* [WORK TASK]:
Go through each line of the records below and count those with the word "approximate"; give only the total.
+ + +
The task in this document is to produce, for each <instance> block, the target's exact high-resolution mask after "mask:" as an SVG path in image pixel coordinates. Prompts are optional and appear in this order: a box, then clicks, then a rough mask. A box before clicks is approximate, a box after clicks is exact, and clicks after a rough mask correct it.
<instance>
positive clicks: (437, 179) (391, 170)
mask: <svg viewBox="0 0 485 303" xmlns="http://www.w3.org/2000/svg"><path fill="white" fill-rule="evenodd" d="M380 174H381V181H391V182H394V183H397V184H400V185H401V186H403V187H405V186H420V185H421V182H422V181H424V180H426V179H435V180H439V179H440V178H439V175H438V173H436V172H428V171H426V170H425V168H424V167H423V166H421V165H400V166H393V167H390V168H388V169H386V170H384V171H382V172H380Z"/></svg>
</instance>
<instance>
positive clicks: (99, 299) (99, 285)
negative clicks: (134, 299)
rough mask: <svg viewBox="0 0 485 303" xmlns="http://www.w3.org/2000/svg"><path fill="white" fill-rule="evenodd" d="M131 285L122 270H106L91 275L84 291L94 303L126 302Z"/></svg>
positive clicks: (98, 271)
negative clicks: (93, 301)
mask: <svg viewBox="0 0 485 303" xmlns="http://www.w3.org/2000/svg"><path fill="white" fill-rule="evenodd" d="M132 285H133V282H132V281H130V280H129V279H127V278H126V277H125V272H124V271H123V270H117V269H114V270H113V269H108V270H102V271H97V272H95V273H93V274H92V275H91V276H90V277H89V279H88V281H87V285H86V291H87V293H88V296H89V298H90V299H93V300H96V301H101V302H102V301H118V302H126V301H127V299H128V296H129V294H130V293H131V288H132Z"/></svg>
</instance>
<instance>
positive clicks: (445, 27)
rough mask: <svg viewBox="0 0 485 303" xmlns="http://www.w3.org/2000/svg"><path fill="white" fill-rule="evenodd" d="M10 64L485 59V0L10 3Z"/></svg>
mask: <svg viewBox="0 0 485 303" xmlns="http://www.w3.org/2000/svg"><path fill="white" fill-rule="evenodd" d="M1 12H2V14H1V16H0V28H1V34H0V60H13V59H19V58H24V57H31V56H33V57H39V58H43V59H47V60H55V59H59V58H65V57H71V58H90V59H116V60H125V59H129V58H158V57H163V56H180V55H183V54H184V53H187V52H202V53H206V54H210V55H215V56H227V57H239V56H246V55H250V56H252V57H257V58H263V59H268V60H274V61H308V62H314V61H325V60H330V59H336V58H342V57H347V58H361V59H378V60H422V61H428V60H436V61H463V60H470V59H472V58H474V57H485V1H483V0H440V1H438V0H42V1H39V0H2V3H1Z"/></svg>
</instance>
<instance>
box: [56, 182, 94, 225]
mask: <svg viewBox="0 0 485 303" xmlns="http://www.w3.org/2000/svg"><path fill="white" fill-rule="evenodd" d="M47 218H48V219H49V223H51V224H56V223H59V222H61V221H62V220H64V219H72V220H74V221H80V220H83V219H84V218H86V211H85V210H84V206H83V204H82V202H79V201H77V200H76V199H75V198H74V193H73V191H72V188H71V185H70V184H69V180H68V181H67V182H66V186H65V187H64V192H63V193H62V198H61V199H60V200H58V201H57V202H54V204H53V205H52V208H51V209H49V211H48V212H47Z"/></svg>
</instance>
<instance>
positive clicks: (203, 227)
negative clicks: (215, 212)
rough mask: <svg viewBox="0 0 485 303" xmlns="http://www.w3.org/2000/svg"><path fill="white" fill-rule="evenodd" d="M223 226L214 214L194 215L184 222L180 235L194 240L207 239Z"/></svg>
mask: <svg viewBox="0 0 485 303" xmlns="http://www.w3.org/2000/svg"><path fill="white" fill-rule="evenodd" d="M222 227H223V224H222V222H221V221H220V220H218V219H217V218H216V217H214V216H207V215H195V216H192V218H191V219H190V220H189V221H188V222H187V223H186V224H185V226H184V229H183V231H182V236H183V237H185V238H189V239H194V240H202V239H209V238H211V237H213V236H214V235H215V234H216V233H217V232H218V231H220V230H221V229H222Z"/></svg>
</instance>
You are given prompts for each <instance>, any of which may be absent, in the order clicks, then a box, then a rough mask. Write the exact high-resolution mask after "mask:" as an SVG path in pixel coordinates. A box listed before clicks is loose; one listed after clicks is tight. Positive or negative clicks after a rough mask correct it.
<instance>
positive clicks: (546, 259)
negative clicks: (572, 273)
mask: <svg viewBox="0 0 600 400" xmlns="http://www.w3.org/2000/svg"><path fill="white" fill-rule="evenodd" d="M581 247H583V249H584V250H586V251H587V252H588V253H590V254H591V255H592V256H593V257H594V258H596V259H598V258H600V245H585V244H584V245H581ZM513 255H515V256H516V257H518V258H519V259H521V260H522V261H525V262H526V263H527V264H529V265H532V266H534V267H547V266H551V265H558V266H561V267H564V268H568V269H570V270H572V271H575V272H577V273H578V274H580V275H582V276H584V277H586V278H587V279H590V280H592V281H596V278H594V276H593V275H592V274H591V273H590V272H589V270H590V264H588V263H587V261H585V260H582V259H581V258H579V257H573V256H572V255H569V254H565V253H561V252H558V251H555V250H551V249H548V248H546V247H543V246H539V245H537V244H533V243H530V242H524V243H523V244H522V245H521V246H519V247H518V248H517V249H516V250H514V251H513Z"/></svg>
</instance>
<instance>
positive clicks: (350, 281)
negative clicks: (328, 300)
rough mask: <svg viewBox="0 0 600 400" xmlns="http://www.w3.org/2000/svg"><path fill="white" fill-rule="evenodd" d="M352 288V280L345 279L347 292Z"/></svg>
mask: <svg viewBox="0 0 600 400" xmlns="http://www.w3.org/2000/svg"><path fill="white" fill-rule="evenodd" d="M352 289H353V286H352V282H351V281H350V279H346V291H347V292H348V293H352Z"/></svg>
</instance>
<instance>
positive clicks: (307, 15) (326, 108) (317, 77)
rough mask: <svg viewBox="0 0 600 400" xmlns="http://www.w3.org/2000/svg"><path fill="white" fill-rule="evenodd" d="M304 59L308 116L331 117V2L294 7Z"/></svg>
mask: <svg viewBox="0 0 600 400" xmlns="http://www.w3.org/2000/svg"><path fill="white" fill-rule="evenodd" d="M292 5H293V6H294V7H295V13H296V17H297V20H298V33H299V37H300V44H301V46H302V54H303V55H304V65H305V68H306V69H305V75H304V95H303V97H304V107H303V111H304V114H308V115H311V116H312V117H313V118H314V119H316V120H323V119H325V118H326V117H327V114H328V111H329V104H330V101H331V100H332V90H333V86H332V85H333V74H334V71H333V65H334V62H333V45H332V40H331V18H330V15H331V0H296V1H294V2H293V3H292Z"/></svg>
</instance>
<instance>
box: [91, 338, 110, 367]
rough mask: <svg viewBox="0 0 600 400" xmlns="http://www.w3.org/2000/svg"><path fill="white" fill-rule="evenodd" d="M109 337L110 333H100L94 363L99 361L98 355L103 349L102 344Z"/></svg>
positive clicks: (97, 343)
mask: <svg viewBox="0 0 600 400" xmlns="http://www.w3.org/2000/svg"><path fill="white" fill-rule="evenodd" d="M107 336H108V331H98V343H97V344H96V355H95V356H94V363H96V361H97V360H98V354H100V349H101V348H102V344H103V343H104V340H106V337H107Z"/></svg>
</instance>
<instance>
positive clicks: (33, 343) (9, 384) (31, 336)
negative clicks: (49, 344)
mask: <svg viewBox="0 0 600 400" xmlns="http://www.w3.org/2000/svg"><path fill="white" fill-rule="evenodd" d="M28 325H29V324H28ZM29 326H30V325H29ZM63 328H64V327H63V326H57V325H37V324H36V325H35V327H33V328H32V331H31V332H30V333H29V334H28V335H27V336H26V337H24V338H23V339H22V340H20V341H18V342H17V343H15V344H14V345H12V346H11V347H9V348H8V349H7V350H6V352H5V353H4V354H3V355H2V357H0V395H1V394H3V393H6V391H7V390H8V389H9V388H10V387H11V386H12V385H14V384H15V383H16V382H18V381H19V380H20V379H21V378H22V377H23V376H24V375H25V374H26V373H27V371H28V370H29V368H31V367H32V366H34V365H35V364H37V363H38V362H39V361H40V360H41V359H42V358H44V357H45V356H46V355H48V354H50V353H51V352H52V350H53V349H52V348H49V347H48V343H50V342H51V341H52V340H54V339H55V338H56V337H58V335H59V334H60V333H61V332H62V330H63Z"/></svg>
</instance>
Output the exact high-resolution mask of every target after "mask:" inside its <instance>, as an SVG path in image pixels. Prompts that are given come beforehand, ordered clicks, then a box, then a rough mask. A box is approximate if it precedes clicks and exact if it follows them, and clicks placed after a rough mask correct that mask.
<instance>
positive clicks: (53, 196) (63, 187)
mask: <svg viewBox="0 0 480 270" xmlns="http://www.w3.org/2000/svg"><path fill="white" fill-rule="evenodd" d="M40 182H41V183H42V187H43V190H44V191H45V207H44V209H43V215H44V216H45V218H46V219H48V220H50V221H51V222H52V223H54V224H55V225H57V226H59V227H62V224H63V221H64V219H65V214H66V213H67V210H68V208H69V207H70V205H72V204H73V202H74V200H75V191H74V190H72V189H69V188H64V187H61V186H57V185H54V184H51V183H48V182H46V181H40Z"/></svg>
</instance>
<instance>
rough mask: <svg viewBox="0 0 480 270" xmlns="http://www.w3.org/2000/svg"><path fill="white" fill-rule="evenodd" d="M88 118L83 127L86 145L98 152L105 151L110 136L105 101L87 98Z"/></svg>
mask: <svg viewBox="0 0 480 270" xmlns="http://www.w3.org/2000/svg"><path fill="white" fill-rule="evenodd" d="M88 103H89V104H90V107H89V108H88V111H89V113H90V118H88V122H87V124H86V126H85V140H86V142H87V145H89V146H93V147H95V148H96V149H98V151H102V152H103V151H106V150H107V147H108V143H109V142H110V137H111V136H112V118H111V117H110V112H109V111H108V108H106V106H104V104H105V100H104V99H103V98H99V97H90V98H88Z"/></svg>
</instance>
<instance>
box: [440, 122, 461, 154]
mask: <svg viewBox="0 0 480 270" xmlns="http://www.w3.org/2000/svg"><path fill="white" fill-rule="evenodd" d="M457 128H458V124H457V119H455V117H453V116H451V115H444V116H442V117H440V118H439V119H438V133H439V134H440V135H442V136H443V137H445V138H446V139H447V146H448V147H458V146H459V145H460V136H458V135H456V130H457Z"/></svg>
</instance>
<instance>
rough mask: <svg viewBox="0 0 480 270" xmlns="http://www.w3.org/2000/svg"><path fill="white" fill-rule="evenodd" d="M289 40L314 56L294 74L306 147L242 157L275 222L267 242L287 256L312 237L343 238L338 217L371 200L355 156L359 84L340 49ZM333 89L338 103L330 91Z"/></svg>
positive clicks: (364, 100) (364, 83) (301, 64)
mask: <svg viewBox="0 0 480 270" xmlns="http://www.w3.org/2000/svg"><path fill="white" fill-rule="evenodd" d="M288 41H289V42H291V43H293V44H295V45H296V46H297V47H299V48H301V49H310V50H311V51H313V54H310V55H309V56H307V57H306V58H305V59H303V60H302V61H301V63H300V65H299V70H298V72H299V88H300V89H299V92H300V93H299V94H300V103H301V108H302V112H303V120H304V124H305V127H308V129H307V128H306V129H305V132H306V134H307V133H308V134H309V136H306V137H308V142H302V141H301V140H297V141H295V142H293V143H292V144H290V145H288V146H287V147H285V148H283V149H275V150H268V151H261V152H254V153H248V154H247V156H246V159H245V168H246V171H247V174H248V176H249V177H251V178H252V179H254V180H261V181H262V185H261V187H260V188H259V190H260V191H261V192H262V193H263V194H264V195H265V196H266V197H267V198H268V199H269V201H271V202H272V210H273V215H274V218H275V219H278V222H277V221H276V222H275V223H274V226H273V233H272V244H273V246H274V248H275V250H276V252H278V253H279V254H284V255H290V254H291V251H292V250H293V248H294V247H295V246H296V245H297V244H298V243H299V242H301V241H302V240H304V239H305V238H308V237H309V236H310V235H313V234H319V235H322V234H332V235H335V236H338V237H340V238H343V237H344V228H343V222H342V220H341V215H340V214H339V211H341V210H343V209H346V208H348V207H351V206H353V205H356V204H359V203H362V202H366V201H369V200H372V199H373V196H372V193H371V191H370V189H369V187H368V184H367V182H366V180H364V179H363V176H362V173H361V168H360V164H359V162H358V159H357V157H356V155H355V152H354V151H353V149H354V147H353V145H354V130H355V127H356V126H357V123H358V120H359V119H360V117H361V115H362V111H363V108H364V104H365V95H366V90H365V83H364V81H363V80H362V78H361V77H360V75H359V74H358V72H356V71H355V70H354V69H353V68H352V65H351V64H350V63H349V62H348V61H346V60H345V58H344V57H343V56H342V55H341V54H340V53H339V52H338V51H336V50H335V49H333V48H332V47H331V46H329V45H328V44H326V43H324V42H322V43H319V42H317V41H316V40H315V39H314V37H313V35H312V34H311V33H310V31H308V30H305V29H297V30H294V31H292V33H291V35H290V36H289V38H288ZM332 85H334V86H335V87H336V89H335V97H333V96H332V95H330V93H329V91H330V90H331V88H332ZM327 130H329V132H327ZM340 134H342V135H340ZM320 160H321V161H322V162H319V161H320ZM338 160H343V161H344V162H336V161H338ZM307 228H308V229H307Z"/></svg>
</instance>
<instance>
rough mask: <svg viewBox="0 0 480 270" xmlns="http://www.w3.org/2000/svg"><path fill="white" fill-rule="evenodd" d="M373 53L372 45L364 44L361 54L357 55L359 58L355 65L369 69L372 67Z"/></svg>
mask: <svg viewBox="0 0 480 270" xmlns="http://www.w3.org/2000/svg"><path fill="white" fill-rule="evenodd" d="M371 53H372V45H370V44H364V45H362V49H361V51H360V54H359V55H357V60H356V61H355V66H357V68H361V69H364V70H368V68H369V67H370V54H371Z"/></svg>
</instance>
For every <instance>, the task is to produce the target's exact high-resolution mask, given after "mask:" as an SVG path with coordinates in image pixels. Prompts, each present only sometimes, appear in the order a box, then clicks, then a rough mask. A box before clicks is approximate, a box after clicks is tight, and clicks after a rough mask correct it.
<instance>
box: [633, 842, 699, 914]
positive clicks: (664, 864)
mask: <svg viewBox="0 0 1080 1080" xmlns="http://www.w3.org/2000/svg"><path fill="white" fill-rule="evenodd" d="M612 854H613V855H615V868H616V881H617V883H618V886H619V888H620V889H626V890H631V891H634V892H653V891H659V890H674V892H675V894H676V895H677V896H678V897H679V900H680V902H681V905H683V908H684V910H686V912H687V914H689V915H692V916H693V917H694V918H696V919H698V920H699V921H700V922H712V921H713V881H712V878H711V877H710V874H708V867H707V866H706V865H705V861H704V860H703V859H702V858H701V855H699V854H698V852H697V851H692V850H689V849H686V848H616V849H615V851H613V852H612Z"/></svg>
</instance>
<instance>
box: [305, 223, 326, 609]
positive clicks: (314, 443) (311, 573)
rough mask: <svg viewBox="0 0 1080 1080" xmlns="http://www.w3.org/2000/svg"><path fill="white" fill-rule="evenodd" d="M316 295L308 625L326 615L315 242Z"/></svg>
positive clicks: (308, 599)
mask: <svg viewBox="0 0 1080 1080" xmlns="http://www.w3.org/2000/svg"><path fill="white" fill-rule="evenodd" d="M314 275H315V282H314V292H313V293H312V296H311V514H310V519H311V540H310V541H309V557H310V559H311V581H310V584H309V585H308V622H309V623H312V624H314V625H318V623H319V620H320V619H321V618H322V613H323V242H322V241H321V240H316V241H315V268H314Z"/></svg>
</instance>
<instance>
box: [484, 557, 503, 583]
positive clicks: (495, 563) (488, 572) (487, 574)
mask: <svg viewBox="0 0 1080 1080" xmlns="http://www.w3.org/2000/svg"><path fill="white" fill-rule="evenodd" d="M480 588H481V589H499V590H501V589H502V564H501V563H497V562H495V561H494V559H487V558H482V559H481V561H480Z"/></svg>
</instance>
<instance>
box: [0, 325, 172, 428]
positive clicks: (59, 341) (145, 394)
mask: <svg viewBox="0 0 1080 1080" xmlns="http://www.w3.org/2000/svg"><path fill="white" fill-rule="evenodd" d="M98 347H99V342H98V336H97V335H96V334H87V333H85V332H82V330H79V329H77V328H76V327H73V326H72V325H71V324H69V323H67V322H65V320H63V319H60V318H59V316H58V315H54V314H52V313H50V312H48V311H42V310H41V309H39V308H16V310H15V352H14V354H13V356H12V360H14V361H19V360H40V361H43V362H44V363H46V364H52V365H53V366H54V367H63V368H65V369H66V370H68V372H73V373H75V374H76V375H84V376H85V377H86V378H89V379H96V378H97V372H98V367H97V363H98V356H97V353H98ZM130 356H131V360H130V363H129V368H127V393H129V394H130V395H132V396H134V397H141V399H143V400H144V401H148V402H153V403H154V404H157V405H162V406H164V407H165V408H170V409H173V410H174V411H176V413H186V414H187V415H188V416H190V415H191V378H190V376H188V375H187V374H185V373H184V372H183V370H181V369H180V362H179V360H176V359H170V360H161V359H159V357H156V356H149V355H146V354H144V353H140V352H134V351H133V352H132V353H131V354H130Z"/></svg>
+ + +
* [SOLVED EXERCISE]:
3